Recorded data:
◇ ◇ ◇
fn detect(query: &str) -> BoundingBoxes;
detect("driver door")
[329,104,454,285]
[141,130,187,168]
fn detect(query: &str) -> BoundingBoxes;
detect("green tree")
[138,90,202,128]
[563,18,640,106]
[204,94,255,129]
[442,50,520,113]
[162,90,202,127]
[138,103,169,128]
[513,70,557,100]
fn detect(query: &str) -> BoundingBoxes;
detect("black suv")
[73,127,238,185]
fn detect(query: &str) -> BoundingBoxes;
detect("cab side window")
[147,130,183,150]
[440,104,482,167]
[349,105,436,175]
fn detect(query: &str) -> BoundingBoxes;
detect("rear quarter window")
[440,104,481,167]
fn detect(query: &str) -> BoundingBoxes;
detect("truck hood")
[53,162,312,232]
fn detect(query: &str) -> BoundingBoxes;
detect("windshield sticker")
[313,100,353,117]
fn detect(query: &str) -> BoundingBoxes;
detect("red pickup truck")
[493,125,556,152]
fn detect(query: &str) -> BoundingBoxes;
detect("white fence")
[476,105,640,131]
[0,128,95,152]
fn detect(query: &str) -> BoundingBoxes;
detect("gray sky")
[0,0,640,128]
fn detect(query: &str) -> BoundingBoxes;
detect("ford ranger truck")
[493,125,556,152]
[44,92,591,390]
◇ ◇ ◇
Given instruction: Echo all of the rows above line for line, with no changes.

Problem solution:
fn detect(query: &str) -> BoundingBoxes;
detect("driver door")
[329,104,454,285]
[141,130,187,168]
fn detect(query: &str) -> BoundingBoxes;
detect("green tree")
[138,90,202,128]
[563,18,640,106]
[204,94,255,129]
[442,50,520,113]
[162,90,202,127]
[138,103,169,128]
[513,70,557,100]
fn detect(query: &str) -> BoundingBoxes;
detect("black suv")
[73,127,238,185]
fn detect(query: &str) -> BoundingBoxes;
detect("cab side window")
[147,130,183,150]
[440,104,482,167]
[349,105,436,175]
fn detect(query: &str) -> BoundingBoxes;
detect("rear quarter window")
[440,104,481,167]
fn detect(query: &str) -> BoundingBoxes;
detect("truck hood")
[53,162,312,232]
fn detect(query: &str) -> BoundingBoxes;
detect("windshield sticker")
[313,100,353,117]
fn detect(query: &str) -> BoundingBoxes;
detect("red pickup truck")
[493,125,556,152]
fn detect(query: &str) -> BoundingBoxes;
detect("white fence")
[476,105,640,131]
[0,128,95,152]
fn detect(query: &str) -> BoundingBoxes;
detect("gray sky")
[0,0,640,128]
fn detect(query: &str) -> BoundingBoxes;
detect("ford ranger truck")
[493,125,556,152]
[44,92,591,390]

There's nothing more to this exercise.